Requirement:
Rewrite the listing from its first line through the line containing "193, 141, 270, 182", swapping "railway track" for "rail line" everywhere and keeping everything else the same. Leave out the pictures.

Given records:
-- Start --

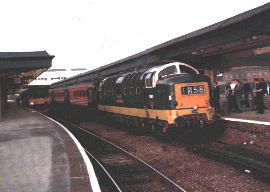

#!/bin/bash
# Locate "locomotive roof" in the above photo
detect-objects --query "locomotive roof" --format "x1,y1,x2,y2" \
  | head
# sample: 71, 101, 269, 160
157, 74, 210, 85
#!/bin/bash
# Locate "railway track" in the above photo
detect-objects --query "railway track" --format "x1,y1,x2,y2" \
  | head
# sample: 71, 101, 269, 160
46, 113, 185, 192
193, 141, 270, 182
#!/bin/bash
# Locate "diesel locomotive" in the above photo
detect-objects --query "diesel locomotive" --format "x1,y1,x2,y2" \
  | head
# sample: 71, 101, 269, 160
50, 62, 218, 133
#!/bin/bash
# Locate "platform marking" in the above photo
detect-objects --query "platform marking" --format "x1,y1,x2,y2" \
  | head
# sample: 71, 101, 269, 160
221, 117, 270, 125
42, 114, 101, 192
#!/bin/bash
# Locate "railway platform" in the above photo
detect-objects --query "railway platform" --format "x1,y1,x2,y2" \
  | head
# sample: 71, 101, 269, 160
0, 103, 100, 192
220, 95, 270, 125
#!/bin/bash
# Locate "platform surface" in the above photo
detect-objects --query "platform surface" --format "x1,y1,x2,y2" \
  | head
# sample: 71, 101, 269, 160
0, 104, 100, 192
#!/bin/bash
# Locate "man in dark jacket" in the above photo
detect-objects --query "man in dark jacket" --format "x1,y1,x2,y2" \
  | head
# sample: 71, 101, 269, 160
253, 78, 264, 114
234, 79, 243, 113
243, 79, 252, 108
212, 81, 220, 113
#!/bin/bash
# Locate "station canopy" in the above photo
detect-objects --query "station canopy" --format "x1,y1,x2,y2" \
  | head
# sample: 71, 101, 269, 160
0, 51, 54, 92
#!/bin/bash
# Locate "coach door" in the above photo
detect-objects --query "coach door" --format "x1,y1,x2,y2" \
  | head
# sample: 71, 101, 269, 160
87, 88, 97, 108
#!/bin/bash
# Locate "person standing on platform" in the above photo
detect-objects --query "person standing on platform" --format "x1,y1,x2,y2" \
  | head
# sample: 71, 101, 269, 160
243, 79, 252, 108
253, 78, 264, 114
226, 82, 233, 113
231, 80, 238, 111
260, 78, 267, 109
234, 79, 243, 113
251, 78, 257, 111
212, 81, 220, 113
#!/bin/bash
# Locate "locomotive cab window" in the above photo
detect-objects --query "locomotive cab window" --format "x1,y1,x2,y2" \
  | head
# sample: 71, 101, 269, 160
124, 88, 128, 95
116, 89, 122, 95
145, 73, 154, 87
136, 87, 140, 94
179, 65, 197, 74
158, 65, 177, 78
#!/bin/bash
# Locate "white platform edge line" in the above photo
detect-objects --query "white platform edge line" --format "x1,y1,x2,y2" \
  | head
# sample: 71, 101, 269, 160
45, 116, 101, 192
221, 117, 270, 125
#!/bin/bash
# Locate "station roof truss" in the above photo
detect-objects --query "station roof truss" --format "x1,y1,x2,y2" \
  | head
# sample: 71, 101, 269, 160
51, 3, 270, 88
0, 51, 54, 92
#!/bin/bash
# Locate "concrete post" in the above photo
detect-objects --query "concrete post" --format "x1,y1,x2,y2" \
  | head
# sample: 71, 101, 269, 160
0, 81, 2, 121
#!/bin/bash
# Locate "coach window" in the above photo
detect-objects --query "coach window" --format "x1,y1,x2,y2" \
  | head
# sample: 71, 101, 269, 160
124, 88, 128, 95
179, 65, 197, 74
116, 89, 122, 95
129, 87, 133, 95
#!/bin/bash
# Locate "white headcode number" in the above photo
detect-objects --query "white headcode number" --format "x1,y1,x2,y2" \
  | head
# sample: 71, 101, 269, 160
181, 85, 204, 95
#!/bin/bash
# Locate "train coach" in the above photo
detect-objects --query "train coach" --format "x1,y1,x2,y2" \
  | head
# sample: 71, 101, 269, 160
50, 62, 218, 133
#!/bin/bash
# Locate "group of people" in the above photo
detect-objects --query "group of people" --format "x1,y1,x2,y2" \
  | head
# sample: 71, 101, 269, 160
211, 78, 269, 114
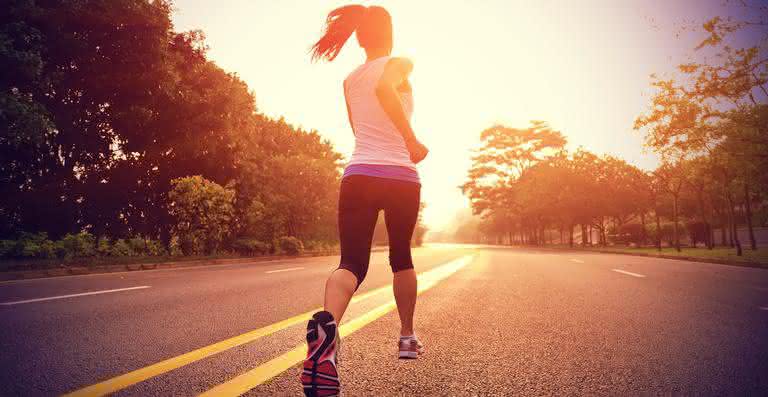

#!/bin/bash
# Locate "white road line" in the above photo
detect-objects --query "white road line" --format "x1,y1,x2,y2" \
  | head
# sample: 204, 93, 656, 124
0, 285, 149, 306
264, 267, 303, 274
611, 269, 645, 278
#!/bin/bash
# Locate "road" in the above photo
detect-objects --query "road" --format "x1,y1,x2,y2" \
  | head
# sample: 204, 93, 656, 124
0, 246, 768, 396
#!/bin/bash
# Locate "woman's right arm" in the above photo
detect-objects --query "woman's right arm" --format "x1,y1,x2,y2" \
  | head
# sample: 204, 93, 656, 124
376, 58, 429, 163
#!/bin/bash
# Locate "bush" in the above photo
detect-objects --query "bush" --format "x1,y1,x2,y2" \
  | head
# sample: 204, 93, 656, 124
96, 236, 112, 256
128, 237, 147, 256
277, 236, 304, 255
57, 232, 96, 259
15, 232, 56, 259
608, 223, 647, 246
232, 239, 270, 255
110, 239, 133, 256
168, 175, 235, 255
0, 240, 16, 258
146, 240, 168, 256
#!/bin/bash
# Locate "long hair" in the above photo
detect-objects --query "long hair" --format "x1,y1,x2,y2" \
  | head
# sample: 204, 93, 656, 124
310, 4, 392, 61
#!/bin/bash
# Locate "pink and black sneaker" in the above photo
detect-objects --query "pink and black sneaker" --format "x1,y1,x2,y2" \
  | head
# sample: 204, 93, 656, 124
397, 335, 424, 359
301, 311, 340, 397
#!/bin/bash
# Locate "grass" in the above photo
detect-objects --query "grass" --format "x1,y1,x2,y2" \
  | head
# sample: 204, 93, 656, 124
587, 247, 768, 265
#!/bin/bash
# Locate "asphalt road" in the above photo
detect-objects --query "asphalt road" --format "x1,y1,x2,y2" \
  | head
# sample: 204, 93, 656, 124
0, 246, 768, 396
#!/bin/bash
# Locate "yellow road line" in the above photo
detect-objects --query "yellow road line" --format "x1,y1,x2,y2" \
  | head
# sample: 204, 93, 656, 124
65, 255, 468, 397
199, 256, 472, 397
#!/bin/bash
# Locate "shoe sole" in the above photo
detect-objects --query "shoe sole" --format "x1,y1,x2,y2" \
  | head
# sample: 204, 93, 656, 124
301, 319, 341, 397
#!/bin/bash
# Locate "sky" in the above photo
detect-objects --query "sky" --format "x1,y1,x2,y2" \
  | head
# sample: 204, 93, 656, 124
173, 0, 748, 230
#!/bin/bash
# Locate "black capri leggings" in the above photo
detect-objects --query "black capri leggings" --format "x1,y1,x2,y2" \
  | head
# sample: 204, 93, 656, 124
339, 175, 421, 287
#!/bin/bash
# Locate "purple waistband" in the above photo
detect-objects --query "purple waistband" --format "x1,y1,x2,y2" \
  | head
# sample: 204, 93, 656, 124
342, 164, 421, 184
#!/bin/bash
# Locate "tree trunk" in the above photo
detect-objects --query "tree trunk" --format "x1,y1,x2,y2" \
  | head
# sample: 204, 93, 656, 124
720, 222, 728, 247
744, 180, 757, 251
672, 195, 680, 252
654, 209, 661, 252
726, 192, 742, 256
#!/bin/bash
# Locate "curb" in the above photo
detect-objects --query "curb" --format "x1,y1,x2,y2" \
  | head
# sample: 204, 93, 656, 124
0, 250, 342, 282
526, 247, 768, 269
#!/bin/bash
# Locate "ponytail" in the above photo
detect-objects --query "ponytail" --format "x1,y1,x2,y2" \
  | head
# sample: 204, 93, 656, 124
310, 4, 368, 61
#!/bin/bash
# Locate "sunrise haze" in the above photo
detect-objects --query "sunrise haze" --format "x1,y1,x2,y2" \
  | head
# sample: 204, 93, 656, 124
174, 0, 728, 230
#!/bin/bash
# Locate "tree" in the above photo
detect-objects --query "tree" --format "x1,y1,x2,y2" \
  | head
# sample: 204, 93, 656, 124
168, 175, 235, 255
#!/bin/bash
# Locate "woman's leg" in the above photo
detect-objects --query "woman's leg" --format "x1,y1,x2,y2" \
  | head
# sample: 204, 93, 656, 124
323, 268, 357, 322
324, 175, 379, 323
392, 269, 417, 336
384, 181, 421, 336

-- End --

Solution for this task:
#!/bin/bash
# Locate "locomotive roof" in the above photo
detect-objects --query "locomotive roof" --format "x1,y1,x2,y2" \
  | head
# sample: 71, 101, 269, 160
157, 74, 210, 85
#!/bin/bash
# Locate "rail line" in the above photo
detect-objects --query "rail line" --format "x1,y1,x2,y2" \
  | head
# sample: 71, 101, 269, 160
46, 113, 185, 192
193, 141, 270, 182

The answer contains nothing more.